▸ **Task instructions**
Give back exactly the lines from the one holding "occurrence of tan" to the last line of the entries, both included, and nothing more.

▸ **Data shown**
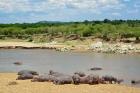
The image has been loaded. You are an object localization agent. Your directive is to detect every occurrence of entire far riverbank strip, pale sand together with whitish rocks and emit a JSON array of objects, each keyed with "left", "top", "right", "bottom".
[{"left": 0, "top": 41, "right": 140, "bottom": 54}]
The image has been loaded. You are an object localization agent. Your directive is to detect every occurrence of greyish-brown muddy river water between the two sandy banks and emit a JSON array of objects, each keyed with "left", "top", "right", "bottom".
[{"left": 0, "top": 49, "right": 140, "bottom": 87}]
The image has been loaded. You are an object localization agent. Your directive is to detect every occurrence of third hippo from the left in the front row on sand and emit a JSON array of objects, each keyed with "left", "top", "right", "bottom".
[{"left": 53, "top": 75, "right": 73, "bottom": 85}]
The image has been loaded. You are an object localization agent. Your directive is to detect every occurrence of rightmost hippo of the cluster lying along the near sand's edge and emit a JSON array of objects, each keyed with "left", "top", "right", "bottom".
[{"left": 102, "top": 76, "right": 123, "bottom": 84}]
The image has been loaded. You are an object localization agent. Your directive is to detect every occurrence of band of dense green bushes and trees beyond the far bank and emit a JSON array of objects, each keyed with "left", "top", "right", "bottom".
[{"left": 0, "top": 19, "right": 140, "bottom": 41}]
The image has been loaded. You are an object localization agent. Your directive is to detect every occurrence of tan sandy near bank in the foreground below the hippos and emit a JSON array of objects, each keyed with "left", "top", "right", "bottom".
[{"left": 0, "top": 73, "right": 140, "bottom": 93}]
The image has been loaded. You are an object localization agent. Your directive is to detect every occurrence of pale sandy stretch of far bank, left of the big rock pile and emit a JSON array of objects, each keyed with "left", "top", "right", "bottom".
[{"left": 0, "top": 41, "right": 89, "bottom": 52}]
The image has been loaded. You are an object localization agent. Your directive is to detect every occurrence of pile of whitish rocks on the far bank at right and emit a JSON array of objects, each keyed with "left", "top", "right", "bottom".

▸ **Task result**
The image has been loaded. You are an object localization agent. Your directive is to detect every occurrence of tan sandy near bank in the foreground below the hippos and emit a JSON array of objects, each keyed with "left", "top", "right", "bottom".
[{"left": 0, "top": 73, "right": 140, "bottom": 93}]
The image has been loaded. You are an object localization agent. Your directive is to detect every occurrence of pale sandy stretch of far bank, left of the big rock pile and emit a JSON array of objects, each keyed with "left", "top", "right", "bottom".
[{"left": 0, "top": 41, "right": 89, "bottom": 52}]
The image has been loaded. You are an object localization agent. Your directive is to detect every occurrence of pile of whitish rocks on the far bank at right and emit a JSON array of objects, each keyed with "left", "top", "right", "bottom".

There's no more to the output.